The Culprit that drove the correction

14th February, 2018

Global equities sank into correction territory after January's euphoria

The global equity market continued their ascent in January, led by emerging Asia and the US, amid a rosy global growth picture. Over the month, developed market and emerging market equities delivered decent returns of 3.8% and 6.8% respectively. However, as strong macro-economic data such as wage growth and employment data came out in late January, there was a growing confidence among central banks and market participants that the ongoing recovery might bring inflation towards targets sooner than expected. Most government bond prices slumped, notably US Treasuries, and the resultant yield spike triggered an abrupt correction among global equities in early February, with the MSCI All Country World Index losing 9.02% in the two weeks ended on 9-Feb, 2018. The CBOE VIX index once surged to 50.2, a level not seen in more than two years, under elevated uncertainty and short covering.

--------

### SHORT PROBLEM 1
In the market commentary on the February 2018 correction, what level did the CBOE VIX index surge to?
### SHORT PROBLEM 2
Write the next paragraph of the market commentary on the February 2018 equity correction, continuing after its last sentence.

--------

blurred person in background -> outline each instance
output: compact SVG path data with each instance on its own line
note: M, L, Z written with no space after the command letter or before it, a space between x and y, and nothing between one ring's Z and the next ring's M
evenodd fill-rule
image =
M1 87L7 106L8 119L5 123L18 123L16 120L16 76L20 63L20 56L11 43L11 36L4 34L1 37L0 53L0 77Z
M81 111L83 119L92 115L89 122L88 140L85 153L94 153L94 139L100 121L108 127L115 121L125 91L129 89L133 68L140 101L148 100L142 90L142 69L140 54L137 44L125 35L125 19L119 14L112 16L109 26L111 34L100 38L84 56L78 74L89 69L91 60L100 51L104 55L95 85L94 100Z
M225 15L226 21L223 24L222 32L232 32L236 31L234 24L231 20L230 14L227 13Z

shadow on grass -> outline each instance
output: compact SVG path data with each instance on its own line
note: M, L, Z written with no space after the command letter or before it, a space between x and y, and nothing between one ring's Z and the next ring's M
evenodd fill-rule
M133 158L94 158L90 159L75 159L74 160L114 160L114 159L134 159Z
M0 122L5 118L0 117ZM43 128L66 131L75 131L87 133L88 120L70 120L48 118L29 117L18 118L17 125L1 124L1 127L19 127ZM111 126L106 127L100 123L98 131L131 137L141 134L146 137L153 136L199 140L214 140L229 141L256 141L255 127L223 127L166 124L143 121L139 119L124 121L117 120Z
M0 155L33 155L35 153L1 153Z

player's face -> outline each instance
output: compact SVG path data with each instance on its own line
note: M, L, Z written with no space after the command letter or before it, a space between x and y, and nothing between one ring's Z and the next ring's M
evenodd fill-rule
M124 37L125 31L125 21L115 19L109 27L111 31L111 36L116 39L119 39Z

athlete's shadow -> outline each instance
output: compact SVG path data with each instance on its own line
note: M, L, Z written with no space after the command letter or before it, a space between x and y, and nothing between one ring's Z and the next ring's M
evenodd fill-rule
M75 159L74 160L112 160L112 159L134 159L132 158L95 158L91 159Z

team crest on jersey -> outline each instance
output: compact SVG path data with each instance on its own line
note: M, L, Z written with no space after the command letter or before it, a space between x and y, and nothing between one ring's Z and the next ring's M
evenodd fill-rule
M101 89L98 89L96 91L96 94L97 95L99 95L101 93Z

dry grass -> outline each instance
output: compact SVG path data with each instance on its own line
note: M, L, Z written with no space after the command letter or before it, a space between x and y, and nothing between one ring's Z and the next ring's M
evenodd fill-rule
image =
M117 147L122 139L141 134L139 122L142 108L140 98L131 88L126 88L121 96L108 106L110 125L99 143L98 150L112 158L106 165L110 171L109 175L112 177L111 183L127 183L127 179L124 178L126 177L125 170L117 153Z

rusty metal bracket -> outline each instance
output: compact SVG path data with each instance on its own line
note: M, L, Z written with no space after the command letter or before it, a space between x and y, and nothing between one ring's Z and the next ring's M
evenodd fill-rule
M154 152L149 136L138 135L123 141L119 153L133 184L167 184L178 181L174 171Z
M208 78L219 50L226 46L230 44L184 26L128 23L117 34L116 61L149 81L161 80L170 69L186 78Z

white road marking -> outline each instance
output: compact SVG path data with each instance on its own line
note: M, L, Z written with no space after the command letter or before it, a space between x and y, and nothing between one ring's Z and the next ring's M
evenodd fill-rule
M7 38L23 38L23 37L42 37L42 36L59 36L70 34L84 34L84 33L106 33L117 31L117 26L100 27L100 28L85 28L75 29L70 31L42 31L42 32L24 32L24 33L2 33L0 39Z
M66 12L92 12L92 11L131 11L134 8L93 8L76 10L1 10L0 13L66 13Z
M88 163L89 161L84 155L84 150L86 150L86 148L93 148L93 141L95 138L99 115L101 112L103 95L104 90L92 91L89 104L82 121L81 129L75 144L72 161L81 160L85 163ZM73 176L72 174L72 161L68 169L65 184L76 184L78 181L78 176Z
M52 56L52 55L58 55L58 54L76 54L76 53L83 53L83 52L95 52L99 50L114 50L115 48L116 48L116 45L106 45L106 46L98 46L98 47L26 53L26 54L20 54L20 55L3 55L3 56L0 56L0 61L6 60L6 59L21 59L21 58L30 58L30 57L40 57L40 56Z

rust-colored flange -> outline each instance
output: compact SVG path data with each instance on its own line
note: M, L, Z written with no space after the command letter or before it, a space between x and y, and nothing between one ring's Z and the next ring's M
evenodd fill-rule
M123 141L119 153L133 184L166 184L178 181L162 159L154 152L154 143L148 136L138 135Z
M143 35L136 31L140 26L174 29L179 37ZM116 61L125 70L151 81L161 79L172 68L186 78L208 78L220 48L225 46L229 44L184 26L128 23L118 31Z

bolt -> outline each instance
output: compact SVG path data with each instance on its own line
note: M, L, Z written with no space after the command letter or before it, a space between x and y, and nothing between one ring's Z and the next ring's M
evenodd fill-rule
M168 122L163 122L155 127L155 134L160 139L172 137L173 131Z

--------

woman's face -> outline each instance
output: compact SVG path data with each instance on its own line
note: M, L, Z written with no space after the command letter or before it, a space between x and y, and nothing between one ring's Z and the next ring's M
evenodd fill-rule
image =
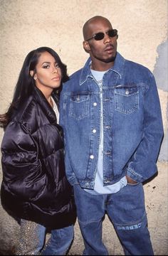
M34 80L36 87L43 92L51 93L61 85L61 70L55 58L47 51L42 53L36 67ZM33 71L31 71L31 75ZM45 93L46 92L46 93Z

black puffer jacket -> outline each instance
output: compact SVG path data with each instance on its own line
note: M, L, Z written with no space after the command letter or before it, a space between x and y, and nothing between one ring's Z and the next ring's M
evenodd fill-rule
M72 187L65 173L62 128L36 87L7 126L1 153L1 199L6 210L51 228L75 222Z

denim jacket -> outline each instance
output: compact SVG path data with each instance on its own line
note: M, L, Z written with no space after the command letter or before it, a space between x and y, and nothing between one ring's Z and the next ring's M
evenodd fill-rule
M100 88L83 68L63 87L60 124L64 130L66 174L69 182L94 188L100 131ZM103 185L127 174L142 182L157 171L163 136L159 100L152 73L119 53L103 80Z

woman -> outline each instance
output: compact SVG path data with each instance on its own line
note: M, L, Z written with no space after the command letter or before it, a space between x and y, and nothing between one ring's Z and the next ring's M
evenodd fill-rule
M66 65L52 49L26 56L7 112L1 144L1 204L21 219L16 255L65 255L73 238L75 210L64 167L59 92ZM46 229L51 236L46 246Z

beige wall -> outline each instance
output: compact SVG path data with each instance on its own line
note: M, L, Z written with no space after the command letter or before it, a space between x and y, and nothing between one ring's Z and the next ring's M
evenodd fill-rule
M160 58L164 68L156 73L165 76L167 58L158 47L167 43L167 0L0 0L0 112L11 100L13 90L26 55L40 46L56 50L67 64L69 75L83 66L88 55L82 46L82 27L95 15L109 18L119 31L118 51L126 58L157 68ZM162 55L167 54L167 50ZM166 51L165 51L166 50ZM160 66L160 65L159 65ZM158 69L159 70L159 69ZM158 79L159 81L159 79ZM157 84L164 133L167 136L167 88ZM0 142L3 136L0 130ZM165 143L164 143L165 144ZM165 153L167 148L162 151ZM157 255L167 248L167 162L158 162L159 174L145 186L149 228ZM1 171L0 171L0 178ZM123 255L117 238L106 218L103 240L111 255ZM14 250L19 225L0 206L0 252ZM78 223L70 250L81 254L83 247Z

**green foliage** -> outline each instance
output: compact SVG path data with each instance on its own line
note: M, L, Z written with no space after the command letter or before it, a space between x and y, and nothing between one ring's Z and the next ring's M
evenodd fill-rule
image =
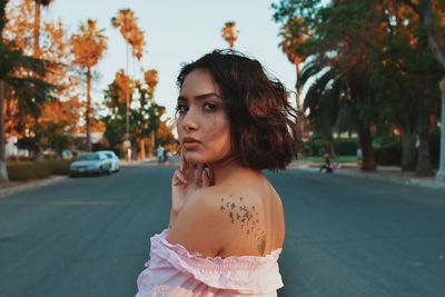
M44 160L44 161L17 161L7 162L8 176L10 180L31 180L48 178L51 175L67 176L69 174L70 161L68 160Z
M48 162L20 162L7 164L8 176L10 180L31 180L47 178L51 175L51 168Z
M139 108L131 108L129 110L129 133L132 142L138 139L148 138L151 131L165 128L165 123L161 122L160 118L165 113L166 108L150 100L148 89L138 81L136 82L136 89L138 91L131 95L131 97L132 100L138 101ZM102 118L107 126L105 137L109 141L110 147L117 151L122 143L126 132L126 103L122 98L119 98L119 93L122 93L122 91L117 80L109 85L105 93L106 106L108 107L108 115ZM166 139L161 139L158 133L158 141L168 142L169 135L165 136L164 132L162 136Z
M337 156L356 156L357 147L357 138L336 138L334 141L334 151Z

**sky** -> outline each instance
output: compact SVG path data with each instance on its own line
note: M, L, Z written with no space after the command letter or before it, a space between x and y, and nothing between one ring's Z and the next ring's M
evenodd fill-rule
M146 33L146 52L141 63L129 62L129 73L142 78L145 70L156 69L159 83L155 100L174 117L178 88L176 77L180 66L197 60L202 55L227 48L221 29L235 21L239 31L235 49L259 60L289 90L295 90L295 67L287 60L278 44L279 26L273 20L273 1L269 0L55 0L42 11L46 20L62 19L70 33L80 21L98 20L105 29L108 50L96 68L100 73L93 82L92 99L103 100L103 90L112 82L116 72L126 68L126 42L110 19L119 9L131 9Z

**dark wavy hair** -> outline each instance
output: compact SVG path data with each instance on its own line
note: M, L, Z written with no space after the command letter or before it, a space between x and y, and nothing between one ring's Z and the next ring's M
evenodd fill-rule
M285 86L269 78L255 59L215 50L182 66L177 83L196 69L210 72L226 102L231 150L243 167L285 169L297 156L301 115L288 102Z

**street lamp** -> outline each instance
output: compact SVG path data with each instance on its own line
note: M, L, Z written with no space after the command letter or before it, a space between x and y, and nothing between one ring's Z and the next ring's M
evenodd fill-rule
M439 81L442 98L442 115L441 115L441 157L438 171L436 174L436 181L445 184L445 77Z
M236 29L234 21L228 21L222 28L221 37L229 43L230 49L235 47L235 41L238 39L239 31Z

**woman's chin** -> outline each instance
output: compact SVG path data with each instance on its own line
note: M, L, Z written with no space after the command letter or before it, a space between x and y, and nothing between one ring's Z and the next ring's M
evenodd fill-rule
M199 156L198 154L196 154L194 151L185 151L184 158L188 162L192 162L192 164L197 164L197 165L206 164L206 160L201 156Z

--------

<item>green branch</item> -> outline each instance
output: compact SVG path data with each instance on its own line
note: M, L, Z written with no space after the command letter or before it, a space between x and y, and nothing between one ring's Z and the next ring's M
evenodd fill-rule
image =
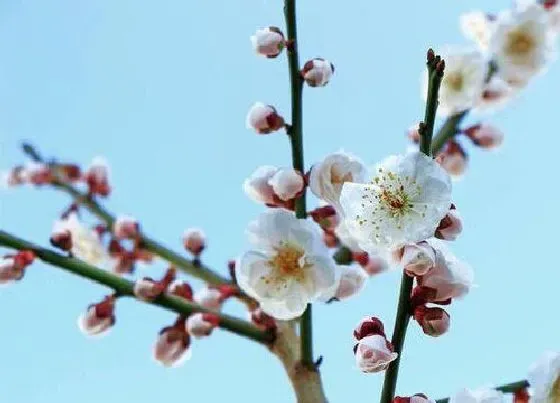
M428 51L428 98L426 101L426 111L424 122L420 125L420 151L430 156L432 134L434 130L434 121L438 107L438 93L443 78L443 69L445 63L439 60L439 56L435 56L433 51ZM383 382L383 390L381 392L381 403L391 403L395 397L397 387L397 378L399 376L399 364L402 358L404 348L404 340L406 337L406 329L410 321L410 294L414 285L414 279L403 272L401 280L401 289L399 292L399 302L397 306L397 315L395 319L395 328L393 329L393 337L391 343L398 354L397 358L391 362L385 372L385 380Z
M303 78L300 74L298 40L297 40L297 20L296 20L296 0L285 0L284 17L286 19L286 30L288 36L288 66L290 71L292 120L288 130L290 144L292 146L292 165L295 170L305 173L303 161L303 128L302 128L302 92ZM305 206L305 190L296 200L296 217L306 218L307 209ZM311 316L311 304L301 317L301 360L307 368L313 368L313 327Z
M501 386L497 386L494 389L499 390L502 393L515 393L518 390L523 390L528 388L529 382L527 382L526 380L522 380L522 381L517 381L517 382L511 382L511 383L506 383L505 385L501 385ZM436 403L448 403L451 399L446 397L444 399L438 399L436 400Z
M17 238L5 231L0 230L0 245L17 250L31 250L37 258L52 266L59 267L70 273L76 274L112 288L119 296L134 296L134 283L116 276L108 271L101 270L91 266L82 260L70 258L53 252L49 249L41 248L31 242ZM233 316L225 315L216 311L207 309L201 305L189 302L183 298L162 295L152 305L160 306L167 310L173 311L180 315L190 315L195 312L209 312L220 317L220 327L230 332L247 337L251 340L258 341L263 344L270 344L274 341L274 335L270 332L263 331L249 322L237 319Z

--------

### WRITTEN RESPONSE 1
50.2

### WRITTEN RESPONSE 2
The dollar weakens despite the pickup of yield differential

Along with the recent correction of global equities, another notable market move was the weakening of the US dollar even though the yield differentials between the US and major economies have no longer been narrowing since last August. The divergence of yield spread and dollar strength is relatively uncommon, and happens only in about 25% of the time in the past 26 years when budget deficits or the credibility of the US government are taken into account by investors. From 2000 to 2001 the dollar strengthened despite a falling spread amid a rare US budget surplus, and then weakened drastically from 2002 to 2004 when the US government significantly increased expenditure on national defense. The spending plans unveiled by Donald Trump, along with the tax cut package passed last year, are expected to send the budget deficit sharply higher to nearly USD 1 trillion in 2019. It is likely the market is now pricing in this shift in fiscal policy stance. We cannot be sure how long this divergence would last, but we believe the dollar and the yield differential will be in sync again when other major central banks, namely ECB and BoJ, enter further into their tightening cycle, which will in turn squeeze the yield spread and give pressure to the dollar.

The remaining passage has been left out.